• ЗАДАНИЕ: Процитируйте, пожалуйста, дословно строки из данных ниже: от строки с «detection_target: hilltop vegetation» до строки с «0,131 -> 600,400» включительно.

(Данные разметки областей)
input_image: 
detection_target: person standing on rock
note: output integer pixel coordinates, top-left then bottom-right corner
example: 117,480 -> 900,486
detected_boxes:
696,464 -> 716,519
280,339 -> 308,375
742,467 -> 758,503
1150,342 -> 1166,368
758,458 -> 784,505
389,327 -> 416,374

...

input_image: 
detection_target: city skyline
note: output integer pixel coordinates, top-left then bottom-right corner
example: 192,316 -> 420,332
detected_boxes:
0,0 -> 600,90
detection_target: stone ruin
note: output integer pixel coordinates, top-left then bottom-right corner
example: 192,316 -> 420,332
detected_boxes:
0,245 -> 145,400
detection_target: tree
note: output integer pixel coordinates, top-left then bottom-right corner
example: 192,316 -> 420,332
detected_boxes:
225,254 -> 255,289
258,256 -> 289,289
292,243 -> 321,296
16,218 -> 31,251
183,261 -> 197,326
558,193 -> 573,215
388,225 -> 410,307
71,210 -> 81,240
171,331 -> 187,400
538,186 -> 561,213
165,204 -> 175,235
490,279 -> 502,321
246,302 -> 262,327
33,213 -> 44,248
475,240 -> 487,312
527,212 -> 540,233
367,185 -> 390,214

==

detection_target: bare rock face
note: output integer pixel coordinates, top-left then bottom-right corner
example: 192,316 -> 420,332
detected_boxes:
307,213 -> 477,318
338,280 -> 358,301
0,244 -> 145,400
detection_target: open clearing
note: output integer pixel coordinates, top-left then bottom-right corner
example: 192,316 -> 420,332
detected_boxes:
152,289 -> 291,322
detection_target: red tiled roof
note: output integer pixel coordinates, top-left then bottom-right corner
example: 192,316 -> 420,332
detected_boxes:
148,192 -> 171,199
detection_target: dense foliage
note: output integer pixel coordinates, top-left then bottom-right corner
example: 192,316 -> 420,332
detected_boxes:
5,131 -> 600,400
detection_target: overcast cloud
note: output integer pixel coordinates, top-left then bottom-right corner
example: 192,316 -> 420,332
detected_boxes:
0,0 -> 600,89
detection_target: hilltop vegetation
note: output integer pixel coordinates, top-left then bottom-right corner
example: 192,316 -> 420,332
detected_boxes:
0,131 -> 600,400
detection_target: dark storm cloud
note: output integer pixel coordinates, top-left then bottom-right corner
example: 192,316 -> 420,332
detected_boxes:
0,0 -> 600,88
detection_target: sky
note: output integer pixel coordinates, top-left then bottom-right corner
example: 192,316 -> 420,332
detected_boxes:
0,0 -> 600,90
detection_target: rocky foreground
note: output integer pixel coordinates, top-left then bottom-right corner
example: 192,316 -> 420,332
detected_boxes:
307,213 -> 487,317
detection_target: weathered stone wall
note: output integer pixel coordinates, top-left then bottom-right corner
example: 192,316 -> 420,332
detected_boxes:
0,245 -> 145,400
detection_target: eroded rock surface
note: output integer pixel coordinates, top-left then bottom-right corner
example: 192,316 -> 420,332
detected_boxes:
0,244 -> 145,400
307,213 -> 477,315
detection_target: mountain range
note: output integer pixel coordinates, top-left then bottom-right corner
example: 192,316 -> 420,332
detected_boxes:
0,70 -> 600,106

• РЕШЕНИЕ ЗАДАЧИ:
detection_target: hilltop vegetation
note: output integer pixel coordinates, top-left then bottom-right corner
example: 192,316 -> 420,332
detected_boxes:
0,131 -> 600,400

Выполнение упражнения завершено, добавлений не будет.